Extract the rows word for word, beginning with the first line and going on through the line containing "[86,39,95,44]", with both of those lines included.

-- START OF Records for the exercise --

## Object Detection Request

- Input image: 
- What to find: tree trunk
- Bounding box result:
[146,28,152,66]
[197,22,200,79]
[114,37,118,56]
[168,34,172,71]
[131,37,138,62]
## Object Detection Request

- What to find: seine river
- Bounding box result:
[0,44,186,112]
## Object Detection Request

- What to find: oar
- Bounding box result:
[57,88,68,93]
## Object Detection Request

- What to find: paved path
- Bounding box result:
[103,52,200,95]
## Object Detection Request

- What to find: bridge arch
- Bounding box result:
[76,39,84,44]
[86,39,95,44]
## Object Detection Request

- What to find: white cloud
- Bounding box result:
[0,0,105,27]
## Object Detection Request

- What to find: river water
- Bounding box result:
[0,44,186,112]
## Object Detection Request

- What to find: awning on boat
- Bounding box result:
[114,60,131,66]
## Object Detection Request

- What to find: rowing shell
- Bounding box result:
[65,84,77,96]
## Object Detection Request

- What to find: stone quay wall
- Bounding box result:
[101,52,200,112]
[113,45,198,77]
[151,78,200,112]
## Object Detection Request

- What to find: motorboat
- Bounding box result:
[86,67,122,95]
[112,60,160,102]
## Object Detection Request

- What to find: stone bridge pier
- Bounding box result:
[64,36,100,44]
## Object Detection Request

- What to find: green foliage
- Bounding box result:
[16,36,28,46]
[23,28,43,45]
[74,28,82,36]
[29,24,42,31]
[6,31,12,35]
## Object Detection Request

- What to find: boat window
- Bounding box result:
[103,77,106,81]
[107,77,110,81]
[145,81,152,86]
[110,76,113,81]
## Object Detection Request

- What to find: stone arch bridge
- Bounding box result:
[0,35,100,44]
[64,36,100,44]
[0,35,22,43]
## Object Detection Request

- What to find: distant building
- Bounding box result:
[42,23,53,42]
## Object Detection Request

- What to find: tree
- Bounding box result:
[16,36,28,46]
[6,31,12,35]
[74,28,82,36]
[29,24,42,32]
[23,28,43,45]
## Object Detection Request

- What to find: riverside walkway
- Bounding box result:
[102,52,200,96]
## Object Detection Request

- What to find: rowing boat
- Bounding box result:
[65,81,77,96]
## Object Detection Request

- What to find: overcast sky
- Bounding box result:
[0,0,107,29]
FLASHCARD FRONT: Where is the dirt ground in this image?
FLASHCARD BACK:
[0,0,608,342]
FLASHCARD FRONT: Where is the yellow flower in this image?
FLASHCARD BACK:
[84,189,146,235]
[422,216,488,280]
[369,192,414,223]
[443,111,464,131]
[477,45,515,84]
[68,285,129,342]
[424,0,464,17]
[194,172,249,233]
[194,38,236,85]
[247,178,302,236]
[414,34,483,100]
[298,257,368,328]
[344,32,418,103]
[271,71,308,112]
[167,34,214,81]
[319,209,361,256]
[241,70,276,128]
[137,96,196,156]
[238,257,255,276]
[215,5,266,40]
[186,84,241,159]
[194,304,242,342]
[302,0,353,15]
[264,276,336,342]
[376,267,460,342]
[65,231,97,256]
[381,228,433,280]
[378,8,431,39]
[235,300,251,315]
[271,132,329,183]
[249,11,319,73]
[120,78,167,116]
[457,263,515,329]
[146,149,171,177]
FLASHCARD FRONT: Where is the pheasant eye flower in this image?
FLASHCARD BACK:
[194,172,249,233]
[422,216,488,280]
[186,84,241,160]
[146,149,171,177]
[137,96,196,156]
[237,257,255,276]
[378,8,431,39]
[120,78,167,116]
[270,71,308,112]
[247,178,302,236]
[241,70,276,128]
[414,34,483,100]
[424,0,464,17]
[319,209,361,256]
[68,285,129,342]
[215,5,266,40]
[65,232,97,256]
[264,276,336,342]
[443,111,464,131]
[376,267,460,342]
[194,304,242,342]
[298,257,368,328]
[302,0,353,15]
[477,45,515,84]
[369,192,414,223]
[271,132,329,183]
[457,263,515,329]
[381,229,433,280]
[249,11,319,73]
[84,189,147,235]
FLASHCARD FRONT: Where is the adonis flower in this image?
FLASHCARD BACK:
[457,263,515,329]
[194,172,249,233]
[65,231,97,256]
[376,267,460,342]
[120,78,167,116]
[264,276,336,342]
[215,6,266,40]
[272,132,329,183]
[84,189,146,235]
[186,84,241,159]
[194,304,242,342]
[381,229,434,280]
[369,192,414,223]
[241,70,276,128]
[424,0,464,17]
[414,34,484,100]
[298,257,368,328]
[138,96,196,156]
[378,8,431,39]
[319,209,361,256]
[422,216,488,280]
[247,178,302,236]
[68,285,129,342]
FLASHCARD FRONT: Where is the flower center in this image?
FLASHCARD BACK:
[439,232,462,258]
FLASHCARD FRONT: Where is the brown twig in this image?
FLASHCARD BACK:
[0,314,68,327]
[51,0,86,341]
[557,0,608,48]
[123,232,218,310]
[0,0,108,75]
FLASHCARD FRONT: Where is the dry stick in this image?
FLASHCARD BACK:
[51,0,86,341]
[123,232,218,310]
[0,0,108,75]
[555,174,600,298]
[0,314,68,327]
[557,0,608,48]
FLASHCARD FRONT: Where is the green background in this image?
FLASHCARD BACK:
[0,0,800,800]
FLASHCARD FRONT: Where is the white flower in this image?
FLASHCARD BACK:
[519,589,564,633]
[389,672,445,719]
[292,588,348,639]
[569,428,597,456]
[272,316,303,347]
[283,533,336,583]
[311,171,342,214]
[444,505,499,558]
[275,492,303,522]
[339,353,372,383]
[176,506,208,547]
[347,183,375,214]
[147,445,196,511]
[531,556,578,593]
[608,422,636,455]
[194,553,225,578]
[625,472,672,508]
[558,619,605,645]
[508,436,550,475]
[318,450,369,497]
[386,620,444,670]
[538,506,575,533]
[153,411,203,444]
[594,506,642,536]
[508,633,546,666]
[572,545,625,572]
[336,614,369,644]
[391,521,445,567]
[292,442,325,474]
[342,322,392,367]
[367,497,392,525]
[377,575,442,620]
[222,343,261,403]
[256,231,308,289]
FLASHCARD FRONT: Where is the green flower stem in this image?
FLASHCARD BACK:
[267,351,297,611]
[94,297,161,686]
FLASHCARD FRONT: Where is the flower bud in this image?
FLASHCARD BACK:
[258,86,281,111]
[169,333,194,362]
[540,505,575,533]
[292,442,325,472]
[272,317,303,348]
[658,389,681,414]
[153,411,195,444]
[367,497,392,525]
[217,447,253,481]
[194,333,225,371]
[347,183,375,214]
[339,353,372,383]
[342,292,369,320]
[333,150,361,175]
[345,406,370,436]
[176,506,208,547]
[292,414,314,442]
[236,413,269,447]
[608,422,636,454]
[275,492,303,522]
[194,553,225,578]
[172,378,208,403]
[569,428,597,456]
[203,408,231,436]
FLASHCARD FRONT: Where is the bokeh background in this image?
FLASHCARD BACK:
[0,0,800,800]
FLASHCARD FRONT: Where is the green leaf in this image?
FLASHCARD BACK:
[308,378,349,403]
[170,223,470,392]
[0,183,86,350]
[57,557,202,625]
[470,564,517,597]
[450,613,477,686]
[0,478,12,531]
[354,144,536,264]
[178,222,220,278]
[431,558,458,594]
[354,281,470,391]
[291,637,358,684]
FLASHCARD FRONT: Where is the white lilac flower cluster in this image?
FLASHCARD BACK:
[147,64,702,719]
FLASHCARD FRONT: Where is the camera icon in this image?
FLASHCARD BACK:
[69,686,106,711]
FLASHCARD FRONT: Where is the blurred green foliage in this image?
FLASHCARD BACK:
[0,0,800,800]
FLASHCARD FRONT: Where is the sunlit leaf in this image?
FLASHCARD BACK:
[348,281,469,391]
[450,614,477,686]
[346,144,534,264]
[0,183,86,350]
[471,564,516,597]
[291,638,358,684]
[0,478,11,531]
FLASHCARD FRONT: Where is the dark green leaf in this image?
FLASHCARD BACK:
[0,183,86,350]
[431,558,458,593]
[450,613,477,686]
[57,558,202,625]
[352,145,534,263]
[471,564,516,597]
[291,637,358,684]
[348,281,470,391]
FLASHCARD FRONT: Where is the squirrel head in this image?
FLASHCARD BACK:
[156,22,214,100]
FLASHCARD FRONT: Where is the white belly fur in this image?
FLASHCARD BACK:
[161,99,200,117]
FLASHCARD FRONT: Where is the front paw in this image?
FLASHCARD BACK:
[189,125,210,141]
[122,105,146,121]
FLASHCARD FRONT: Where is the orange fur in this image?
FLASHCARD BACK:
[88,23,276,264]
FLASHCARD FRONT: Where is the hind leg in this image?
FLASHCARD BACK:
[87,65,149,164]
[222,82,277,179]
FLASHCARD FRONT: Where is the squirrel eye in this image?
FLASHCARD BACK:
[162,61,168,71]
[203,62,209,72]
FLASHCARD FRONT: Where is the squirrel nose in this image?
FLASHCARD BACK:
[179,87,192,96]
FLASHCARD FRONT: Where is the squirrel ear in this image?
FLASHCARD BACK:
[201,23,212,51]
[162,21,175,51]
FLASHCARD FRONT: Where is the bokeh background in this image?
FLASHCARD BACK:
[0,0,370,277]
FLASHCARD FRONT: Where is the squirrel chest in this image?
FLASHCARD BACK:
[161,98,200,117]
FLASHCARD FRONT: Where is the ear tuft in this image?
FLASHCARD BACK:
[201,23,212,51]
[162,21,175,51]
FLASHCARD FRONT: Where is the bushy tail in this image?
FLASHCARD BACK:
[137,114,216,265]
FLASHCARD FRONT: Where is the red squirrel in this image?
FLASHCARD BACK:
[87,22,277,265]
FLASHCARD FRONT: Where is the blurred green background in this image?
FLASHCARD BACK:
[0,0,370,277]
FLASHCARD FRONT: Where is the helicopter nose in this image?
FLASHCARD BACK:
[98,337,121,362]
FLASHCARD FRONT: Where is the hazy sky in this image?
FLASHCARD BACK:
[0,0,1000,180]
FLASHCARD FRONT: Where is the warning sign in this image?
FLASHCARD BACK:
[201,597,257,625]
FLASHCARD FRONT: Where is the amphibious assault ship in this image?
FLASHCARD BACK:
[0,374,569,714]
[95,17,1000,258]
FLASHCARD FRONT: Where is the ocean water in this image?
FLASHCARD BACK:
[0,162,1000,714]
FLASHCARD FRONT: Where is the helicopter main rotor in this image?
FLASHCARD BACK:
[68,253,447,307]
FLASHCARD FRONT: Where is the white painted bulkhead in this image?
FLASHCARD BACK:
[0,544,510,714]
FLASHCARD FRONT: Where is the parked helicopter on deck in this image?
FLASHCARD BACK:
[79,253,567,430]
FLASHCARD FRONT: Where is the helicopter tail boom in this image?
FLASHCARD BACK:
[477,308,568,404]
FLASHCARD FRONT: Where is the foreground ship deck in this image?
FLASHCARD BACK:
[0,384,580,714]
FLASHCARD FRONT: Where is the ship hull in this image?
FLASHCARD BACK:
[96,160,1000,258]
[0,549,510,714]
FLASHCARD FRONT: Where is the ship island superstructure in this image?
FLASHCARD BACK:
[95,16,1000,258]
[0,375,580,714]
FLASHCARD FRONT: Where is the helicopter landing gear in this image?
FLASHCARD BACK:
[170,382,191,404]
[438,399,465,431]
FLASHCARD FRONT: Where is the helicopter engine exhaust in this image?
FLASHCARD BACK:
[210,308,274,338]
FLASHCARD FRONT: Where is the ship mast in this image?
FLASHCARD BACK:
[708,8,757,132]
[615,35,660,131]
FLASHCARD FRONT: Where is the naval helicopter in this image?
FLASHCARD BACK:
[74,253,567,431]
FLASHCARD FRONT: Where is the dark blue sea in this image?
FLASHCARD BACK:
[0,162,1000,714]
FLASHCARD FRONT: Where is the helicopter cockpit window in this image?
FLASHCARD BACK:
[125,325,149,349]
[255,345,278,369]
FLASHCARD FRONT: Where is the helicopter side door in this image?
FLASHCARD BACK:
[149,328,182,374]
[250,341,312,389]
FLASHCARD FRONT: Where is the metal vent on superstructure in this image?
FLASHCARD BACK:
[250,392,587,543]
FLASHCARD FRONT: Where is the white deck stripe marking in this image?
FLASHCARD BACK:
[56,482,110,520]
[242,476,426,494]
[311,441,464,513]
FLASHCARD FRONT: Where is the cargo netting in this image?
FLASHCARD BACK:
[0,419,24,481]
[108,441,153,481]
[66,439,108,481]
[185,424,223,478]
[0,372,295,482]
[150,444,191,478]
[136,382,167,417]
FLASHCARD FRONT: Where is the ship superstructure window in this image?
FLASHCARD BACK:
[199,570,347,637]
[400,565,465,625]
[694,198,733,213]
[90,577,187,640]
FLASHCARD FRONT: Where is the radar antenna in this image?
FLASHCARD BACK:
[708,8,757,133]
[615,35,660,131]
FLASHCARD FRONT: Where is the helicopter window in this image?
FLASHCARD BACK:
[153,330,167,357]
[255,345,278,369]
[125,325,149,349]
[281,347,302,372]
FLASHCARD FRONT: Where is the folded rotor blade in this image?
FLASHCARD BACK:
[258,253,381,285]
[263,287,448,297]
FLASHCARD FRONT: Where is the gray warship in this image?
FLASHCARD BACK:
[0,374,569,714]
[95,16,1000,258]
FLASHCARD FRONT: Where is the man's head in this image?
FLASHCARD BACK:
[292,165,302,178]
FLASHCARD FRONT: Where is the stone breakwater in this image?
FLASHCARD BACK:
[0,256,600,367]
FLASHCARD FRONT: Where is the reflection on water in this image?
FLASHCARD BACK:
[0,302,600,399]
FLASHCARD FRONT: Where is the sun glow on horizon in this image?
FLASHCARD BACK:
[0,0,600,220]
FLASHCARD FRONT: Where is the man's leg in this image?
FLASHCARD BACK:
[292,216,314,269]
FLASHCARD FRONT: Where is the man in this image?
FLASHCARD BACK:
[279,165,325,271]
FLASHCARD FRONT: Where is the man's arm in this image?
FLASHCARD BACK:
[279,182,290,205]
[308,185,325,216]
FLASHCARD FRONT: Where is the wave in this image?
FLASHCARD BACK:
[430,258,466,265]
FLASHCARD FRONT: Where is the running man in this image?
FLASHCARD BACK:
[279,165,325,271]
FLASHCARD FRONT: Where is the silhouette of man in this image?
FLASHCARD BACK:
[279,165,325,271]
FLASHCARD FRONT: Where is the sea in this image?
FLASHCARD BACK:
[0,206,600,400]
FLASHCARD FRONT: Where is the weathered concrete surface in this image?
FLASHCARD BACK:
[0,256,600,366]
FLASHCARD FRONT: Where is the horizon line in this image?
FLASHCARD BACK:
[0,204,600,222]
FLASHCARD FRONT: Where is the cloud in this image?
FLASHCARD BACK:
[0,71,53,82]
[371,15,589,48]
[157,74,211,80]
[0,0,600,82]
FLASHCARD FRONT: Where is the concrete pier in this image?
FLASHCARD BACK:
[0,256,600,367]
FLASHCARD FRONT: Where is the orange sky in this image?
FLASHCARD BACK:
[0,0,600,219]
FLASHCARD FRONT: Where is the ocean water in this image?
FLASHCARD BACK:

-- END OF Records for the exercise --

• [Exercise answer]
## Object Detection Request

- Input image: 
- What to find: tree trunk
- Bounding box result:
[146,28,152,66]
[197,22,200,79]
[114,37,118,56]
[168,34,172,71]
[131,37,138,62]
## Object Detection Request

- What to find: seine river
- Bounding box result:
[0,44,186,112]
## Object Detection Request

- What to find: oar
- Bounding box result:
[57,88,68,93]
## Object Detection Request

- What to find: paved path
- Bounding box result:
[103,52,200,95]
## Object Detection Request

- What to find: bridge arch
- Bounding box result:
[76,39,84,44]
[86,39,95,44]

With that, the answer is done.